> [Texte de départ]
Les brusques variations de la structure de la couche de vent catabatique entraînent une redistribution verticale de ses propriétés. La loi de conservation de la masse implique, au niveau de la discontinuité de vitesse horizontale, de fortes vitesses verticales, et la création d'une intense turbulence.

La turbulence est une méthode particulièrement efficace pour homogénéiser température potentielle, humidité et pression de part et d'autre de la discontinuité. On peut alors se retrouver au sol avec des variables météo proches de celles qui règnent au sommet de la couche catabatique, caractérisée par une forte température potentielle et une faible humidité relative. C'est pourquoi on peut assister à de brusques hausses de température, conjuguées à une baisse de l'humidité ; phénomène analogue au foehn, ce vent chaud et sec qui s'engouffre dans les vallées de montagne. Si l'air est alors chaud et sec, c'est parce qu'il a perdu son contenu en eau par condensation et précipitation sur l'autre versant, et que la descente forcée s'effectue de manière adiabatique, avec un réchauffement de l'ordre de 1°C par 100m, bien plus rapide que la valeur moyenne de 0.65°C par 100m, mais qui prend en compte les changements d'état de l'eau, notamment.
 
Dans le cas du catabatique, des particules d'air issues du sommet de la couche peuvent parvenir au sol grâce aux fortes vitesses verticales descendantes des rotors, en gagnant 5°C sur 500 mètres de descente par compression, alors que dans la couche catabatique, la température (réelle, pas la température potentielle !) est isotherme, voire légèrement plus basse au sol qu'au sommet de la couche.

> [Lignes de données]
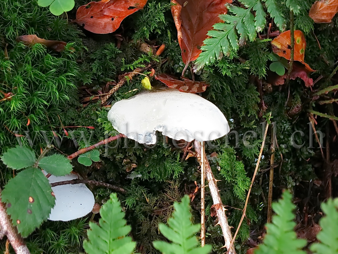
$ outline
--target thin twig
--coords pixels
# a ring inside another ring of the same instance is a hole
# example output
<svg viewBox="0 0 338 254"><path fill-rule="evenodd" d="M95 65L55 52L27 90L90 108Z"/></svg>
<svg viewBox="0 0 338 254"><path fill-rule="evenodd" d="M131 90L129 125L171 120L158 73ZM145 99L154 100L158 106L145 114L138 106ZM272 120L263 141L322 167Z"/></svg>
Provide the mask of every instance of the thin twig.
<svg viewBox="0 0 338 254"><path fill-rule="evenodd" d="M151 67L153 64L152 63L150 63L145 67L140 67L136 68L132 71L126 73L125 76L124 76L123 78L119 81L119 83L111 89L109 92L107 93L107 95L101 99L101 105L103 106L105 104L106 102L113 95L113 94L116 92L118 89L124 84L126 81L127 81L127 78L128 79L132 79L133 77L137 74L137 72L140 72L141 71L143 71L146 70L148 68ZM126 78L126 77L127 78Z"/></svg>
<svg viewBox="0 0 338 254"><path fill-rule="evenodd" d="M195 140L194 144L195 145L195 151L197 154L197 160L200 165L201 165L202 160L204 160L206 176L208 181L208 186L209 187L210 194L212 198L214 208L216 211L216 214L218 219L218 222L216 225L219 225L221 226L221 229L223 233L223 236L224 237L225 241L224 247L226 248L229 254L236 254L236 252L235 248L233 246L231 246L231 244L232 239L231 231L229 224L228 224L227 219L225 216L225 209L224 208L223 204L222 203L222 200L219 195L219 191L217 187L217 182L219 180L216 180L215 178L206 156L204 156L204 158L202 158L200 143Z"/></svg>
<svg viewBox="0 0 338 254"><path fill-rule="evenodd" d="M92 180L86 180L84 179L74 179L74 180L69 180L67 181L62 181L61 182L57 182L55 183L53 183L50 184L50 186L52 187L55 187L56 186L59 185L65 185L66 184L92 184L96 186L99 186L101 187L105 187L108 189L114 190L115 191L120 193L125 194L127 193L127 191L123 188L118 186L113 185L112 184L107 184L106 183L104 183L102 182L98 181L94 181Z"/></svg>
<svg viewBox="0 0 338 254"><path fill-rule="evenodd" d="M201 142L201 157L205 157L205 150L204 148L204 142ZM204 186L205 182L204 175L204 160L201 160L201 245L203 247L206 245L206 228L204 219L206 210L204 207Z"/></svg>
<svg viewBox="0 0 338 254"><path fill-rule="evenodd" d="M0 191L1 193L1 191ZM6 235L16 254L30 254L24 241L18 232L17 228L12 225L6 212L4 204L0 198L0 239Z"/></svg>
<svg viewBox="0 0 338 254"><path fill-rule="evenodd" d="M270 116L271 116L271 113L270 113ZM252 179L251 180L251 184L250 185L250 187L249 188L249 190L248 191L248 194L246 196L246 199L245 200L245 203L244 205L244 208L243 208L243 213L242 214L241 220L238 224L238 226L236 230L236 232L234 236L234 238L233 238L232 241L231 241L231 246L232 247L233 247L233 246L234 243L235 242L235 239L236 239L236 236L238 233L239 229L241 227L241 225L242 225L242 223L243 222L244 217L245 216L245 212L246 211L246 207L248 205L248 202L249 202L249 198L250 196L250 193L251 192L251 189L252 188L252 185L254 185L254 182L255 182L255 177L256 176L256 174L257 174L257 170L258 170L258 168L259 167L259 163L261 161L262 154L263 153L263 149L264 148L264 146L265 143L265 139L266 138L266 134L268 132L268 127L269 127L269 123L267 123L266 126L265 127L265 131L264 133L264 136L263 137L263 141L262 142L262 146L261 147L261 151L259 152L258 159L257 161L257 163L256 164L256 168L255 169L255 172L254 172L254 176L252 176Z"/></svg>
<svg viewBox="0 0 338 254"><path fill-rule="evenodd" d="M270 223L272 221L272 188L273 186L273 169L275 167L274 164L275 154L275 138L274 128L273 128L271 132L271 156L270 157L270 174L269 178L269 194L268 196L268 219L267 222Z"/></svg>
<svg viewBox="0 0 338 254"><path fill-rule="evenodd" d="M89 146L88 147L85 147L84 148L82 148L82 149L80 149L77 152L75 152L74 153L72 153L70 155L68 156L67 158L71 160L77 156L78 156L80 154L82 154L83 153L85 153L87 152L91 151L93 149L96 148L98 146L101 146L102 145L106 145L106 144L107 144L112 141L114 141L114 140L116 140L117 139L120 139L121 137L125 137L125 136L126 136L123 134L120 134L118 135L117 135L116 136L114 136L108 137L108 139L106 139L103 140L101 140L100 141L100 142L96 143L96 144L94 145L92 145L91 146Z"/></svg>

> [But de l'exercice] Écrivez la suite du texte sur le vent catabatique en reprenant juste après sa dernière phrase.

> [Réponse attendue]
Pendant l'épisode catabatique du 7 au 8 juillet, la plus forte rafale, 183 km/h, a été observée à 17h37 le 7, avec un vent moyen de 71 km/h, soit un rapport rafales / vent moyen de 2,6, ce qui est énorme. En général, ce rapport est rarement supérieur à 1,5 ; plus il est important, plus la turbulence dans l'écoulement est importante.

Le phénomène de Loewe a été particulièrement marquant quelques heures plus tard, avec une hausse de température de 6,5°C en 9 minutes, passant de -12,1°C à -5,6°C, une hausse de la pression de 1,7 hPa en deux minutes et une baisse de l'humidité relative jusqu'à 17%, pendant une brève période d'accalmie, avant la reprise de violentes rafales, associées logiquement à une hausse de l'humidité et une baisse de la température et de la pression. 

Évolution de la température entre 05 et 12UTC le 7 juillet (15 à 22h locales)

Le 8 juillet entre 2h30 et 8h locales, on était à nouveau en plein catabatique, mais cette fois-ci moins turbulent : rafales jusqu'à 163 km/h certes, mais avec un vent moyen maximal de 125 km/h ; un rapport plus standard de 1,31. On visualise très bien sur le graphique le déficit de température et encore plus de pression dans l'écoulement, environ, jusqu'à 3°C, et 8 hPa, respectivement.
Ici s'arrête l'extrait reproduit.